** Task **
The data should be restated word for word, in full.

------------------------------------

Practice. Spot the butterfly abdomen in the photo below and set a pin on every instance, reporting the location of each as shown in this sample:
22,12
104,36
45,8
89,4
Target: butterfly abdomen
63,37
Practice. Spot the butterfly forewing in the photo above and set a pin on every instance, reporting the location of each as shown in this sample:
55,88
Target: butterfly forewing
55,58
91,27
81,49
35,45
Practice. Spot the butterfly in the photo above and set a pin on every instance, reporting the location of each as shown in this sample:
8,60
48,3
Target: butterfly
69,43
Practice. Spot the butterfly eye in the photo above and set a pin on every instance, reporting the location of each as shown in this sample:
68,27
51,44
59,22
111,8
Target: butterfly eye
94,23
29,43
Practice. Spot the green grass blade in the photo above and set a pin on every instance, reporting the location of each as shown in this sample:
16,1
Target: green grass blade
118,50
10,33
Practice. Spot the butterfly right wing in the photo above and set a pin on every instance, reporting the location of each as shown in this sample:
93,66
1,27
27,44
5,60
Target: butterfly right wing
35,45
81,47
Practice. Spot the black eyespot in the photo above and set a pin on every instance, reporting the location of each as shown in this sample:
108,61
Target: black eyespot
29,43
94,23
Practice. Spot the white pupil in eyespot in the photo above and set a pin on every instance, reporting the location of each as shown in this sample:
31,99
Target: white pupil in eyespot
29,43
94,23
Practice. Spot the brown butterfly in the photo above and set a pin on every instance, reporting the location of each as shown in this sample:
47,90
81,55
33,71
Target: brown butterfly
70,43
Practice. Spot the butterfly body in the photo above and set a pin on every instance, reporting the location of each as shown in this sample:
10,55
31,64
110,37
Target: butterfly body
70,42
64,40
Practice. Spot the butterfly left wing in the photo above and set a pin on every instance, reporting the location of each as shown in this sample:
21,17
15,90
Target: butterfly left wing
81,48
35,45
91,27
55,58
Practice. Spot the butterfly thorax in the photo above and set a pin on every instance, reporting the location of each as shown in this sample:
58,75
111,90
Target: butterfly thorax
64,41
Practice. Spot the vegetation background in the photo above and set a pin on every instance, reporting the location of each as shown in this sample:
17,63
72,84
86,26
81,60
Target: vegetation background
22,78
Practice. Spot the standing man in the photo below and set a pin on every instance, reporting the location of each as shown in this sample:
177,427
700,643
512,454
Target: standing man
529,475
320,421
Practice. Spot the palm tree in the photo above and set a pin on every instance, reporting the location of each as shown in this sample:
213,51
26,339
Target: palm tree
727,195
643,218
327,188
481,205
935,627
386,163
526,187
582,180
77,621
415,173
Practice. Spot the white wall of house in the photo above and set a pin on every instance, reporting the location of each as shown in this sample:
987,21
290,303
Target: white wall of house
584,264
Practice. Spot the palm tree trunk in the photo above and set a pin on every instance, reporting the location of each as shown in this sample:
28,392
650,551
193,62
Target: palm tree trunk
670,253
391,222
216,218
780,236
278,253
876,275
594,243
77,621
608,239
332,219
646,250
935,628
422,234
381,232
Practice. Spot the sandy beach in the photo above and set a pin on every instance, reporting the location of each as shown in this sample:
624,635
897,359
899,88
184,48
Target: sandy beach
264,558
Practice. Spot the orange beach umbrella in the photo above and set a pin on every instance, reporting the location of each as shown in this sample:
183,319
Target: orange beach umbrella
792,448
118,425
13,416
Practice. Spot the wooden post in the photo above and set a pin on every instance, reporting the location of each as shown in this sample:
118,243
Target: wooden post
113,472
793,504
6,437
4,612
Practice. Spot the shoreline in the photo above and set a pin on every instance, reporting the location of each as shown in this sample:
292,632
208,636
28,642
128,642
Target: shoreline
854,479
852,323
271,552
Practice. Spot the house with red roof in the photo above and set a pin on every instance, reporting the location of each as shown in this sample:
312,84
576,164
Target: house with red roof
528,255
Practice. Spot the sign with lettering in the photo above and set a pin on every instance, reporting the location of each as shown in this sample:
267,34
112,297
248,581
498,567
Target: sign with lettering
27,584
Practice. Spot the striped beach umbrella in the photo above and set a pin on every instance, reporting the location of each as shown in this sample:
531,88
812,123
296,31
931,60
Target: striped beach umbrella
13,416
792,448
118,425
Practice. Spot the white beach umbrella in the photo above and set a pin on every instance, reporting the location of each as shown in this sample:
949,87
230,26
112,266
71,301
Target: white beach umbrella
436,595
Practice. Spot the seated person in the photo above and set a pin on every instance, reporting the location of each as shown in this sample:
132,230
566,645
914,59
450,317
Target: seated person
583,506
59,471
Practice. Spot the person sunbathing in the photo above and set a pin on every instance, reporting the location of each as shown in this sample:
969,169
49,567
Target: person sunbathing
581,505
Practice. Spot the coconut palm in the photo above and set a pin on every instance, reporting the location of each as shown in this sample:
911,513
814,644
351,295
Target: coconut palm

------------------------------------

** Output of the task **
Practice. Spot the butterfly abdomen in the photo below and set a pin on every instance, reporting the location of each as shown in this sample:
22,12
104,36
45,8
89,4
Target: butterfly abdomen
63,37
Practice. Spot the butterfly forewing in the photo above and set a pin on every instance, reporting the location of each as shown in this sample:
55,88
Target: butterfly forewing
55,58
91,27
81,49
35,45
Practice. Spot the butterfly in the photo above and set a pin on every instance, reporting the location of each as shown in this sample:
8,60
48,3
Target: butterfly
69,43
Practice. Spot the butterfly eye in the photo above and set a pin on every instance, reporting the location of each as shown in this sample:
68,27
51,44
59,22
111,8
Target: butterfly eye
94,23
29,43
Practice. Spot the green grass blade in the photo above and set a pin on every instance, reporting the location of each as shown in this sample:
16,1
Target: green grass blade
118,50
10,33
Practice. Spot the butterfly right wing in the photo above and set a pin on every instance, reporting the location of each as shown in this sample:
93,66
1,27
27,44
5,60
Target: butterfly right wing
35,45
81,47
Practice. Spot the black eyespot in the photo above and set a pin on every instance, reporting the location of each as shown in this sample:
108,61
Target: black eyespot
29,43
94,23
Practice. Spot the white pupil in eyespot in the photo above and set a pin on every instance, reporting the location of each as shown in this sample:
31,99
Target: white pupil in eyespot
29,43
94,23
Practice. Spot the brown butterfly in the photo above and set a pin on every instance, reporting the location of each as shown in this sample:
47,90
81,55
33,71
Target: brown butterfly
70,43
Practice. Spot the butterfly body in the photo above and set a pin on every instance, reporting the location of each as shown in this sample:
10,55
31,64
110,37
Target: butterfly body
70,42
64,40
Practice. Spot the butterfly left wing in the photo above and set a pin on every instance, reporting the location of each as shown in this sample:
21,17
15,90
Target: butterfly left wing
81,48
35,45
91,27
55,58
Practice. Spot the butterfly thorax in the photo above and set a pin on every instance, reporting the location of each as shown in this sample:
58,75
111,90
Target: butterfly thorax
64,41
Practice. Spot the vegetation background in the photo above and set a pin on every instance, reporting the location of each as shown in this sample:
17,63
72,84
86,26
81,60
Target: vegetation background
22,78
Practice. Spot the standing man in the photo below and set a pin on every instance, reporting the location of each as shown in this sample:
177,427
700,643
512,454
Target: standing man
529,475
320,421
Practice. Spot the palm tree in the photo above and set a pin on every instance, reporting the location of each as shown in this sample:
213,51
26,339
Target: palm tree
727,195
643,218
327,188
481,205
935,627
386,163
526,187
582,180
77,621
415,173
Practice. Spot the white wall of house in the photo above and set a pin on every instance, reporting the location of each as shown in this sample:
987,21
290,303
Target: white wall of house
584,264
Practice. Spot the palm tree trunk in the photo above and set a pin on every instance, reporting the location of each as shown in this sample:
28,392
650,551
193,62
Target: palm tree trunk
670,253
391,222
216,218
780,236
278,253
876,275
594,243
77,621
608,239
332,219
646,250
935,628
422,234
381,232
Practice. Spot the sandy beach in the photo above and set a pin on every instance, reporting the location of each as shown in this sample:
624,635
897,359
899,88
184,48
Target: sandy beach
264,558
Practice. Spot the orange beach umbrella in the photo above and set a pin on every instance, reporting the location of each as shown in this sample:
183,319
Target: orange beach umbrella
792,448
118,425
13,416
Practice. Spot the wooden post in the photo above and set a pin on every instance, reporting the location of each as shown in this sample:
118,243
Target: wooden post
113,472
793,504
6,437
4,612
Practice. Spot the shoreline in the photo above and set a pin on every instance, reporting the location of each as shown in this sample:
292,632
208,636
28,642
128,642
Target: shoreline
854,479
852,323
271,552
Practice. Spot the house with red roof in the photo above and set a pin on every instance, reporting the location of each as shown in this sample:
312,84
576,164
Target: house with red roof
528,255
Practice. Spot the sign with lettering in the photo above and set a pin on every instance, reporting the location of each as shown in this sample:
267,34
112,297
248,581
498,567
Target: sign with lettering
27,584
Practice. Spot the striped beach umbrella in the photo above and set a pin on every instance, reporting the location of each as shown in this sample:
531,88
812,123
296,31
931,60
Target: striped beach umbrella
13,416
792,448
118,425
Practice. Spot the white beach umbrella in the photo above and set a pin on every instance, reporting the location of each as shown in this sample:
949,87
230,26
112,266
71,301
Target: white beach umbrella
436,595
Practice. Spot the seated person in the photo above and set a pin on every instance, reporting the location of each as shown in this sample:
132,230
566,645
914,59
450,317
Target: seated person
583,506
59,471
Practice. Spot the person sunbathing in the photo above and set a pin on every instance, reporting the location of each as shown in this sample:
969,169
49,567
Target: person sunbathing
581,505
Practice. Spot the coconut palm in the photo above and set a pin on every instance, reporting the location of each as shown in this sample:
911,513
814,644
351,295
Target: coconut palm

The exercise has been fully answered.